Classification with tall fat data I need to train a linear classifier on my laptop with hundreds of thousands of data points and about ten thousand features. What are my options? What is the state of the art for this type of problem?
It seems like stochastic gradient descent is promising direction, and my sense is that this is state of the art:
"Pegasos: Primal Estimated sub-GrAdient SOlver for SVM" Shai Shalev-Shwartz, Yoram Singer, Nathan Srebro, Andrew Cotter." Mathematical Programming, Series B, 127(1):3-30, year: 2007  . "
Is this the consensus? Should I be looking in some other direction?
 A: First, I would like to ask you how do you know linear classifier is the best choice? Intuitively for such a large space (R^10000) it is possible that some other non-linear classifier is a better choice.
I suggest you to try several different classifiers and observe the prediction errors (I would try several regularized classification models).

Data extract:

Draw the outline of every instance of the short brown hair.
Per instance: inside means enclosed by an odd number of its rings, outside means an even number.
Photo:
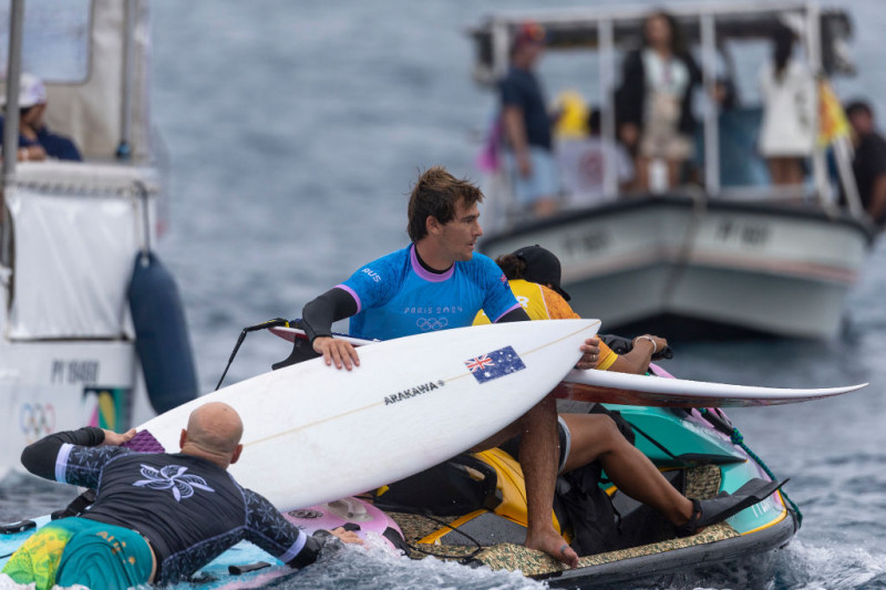
[[[455,178],[443,166],[423,172],[409,197],[406,232],[410,239],[419,241],[427,235],[429,216],[435,217],[441,224],[450,222],[455,217],[455,204],[460,198],[470,207],[474,203],[483,203],[483,193],[466,178]]]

Goals:
a – Answer these from the question-and-answer text about training a linear classifier, one line each:
(i) About how many features does the asker's data have?
(ii) Which method does the asker call a promising direction?
(iii) What does the reply suggest observing when trying several classifiers?
b – List every author named in the paper cited in the question-and-answer text about training a linear classifier.
c – Write a continuation of the question-and-answer text on training a linear classifier with many data points, beginning right after its final sentence.

Final answers:
a –
(i) About ten thousand.
(ii) Stochastic gradient descent.
(iii) The prediction errors.

b – Shai Shalev-Shwartz, Yoram Singer, Nathan Srebro, Andrew Cotter

c –
If you run out of memory reduce the dimension using PCA
A: I think you should look at Online Learning methods. The perceptron and the kernel perceptron are extremely easy to code and work extremely well in practice, and there are a whole host of other online methods. Note that any online learning method can be converted into a batch learning algorithm, in which case they closely resemble stochastic gradient descent methods. 
If you're using Matlab there's a really nice toolbox called DOGMA by Francesco Orabona, which contains a range of online learning algorithms, and you can evaluate a few different methods using that. I've used this in some of my research and found it to be very useful (note that as far as I remember it expects the data as [features x examples] so you might have to transpose it). 
As others have mentioned, you might want to try dimensionality reduction. PCA might not be such a good option here, as you have to compute the covariance matrix which will be very costly. You could try looking at Random Projections. The theory is tough, but the principle is very simple. It's based on the Johnson-Lindenstrauss Lemma if you're interested, but the basic idea is that if you randomly project to a lower dimensional space, then $\ell_2$ distances between points are preserved up to some $\epsilon$. If you're using an RBF kernel, then $\ell_2$ distances are all you are interested in!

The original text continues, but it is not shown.